___ Source material

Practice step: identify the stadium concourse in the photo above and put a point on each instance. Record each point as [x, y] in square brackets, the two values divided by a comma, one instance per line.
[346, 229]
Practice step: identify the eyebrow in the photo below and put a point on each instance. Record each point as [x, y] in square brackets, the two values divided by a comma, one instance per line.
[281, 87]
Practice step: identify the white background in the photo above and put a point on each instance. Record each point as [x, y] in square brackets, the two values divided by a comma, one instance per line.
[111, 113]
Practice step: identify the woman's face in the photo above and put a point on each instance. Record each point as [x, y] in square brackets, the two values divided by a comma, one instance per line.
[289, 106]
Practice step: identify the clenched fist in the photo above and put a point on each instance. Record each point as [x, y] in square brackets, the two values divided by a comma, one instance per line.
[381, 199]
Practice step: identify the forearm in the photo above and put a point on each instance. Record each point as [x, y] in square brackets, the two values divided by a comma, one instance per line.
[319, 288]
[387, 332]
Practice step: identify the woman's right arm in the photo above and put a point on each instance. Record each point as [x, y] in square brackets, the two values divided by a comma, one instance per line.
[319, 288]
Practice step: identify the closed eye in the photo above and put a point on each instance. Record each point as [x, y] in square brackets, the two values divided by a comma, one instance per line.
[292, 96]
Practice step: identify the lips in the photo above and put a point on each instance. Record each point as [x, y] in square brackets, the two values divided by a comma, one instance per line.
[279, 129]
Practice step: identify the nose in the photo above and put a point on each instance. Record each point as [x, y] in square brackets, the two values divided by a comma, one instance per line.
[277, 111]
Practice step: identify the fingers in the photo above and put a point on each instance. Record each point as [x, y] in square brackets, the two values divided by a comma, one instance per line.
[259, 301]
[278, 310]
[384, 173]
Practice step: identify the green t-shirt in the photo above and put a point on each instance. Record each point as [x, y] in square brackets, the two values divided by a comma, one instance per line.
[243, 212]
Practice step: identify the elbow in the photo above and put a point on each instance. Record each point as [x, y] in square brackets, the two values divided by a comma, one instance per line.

______

- [Brief]:
Each line above must be retyped exactly.

- [Response for this exercise]:
Practice step: identify the stadium concourse in the photo above and put a point on each instance. Record each point as [x, y] in square brackets, the two values divided by a comma, one instance per line.
[346, 229]
Practice step: identify the eyebrow in the photo below and put a point on each instance. Record each point as [x, y] in square brackets, the two values divided by a comma, one instance per line.
[281, 87]
Practice step: identify the white background in the photo above and put a point on each instance. Record each point as [x, y] in square brackets, the two values divided by a comma, one instance per line.
[111, 113]
Practice step: identify the woman's face in the photo above and put a point on each instance. Record each point as [x, y] in square brackets, the two values divided by a comma, one instance per line.
[289, 106]
Practice step: identify the clenched fist in the photo above and put a point on each instance. Record each point as [x, y] in square brackets, the two values divided by a comma, one instance per line.
[381, 199]
Practice step: identify the forearm in the photo above and put a point on each instance. Record each point as [x, y] in square brackets, the two values divided by a comma, one instance per line.
[319, 288]
[387, 332]
Practice step: identify the woman's right arm in the photo above and put a point on each instance. Record each point as [x, y] in square brackets, the two values divided by a comma, one instance per line.
[319, 288]
Practice step: identify the closed eye in the photo above and put a point on each instance. Record each point as [x, y] in square brackets, the two values divided by a comma, one instance per line.
[292, 96]
Practice step: identify the lips in the photo above and put a point on each instance. Record each point as [x, y] in square brackets, the two values divided by a comma, one instance per line.
[279, 129]
Practice step: identify the nose in the photo above and put a point on each instance. Record each point as [x, y] in square brackets, the two values divided by a comma, one instance per line.
[277, 111]
Practice step: identify the fingers in the photo above and put a point on each instance. Record each point as [x, y] in square brackets, the two values divided by a comma, one instance per line.
[259, 301]
[278, 310]
[384, 173]
Practice step: identify the green t-shirt in the photo above and put a point on each instance. Record each point as [x, y] in square brackets, the two values divided by a comma, one instance per line.
[243, 212]
Practice step: identify the elbow in the photo above and put a point on each instance. Record each point as [x, y] in square brackets, the two values divided by a comma, one instance per line.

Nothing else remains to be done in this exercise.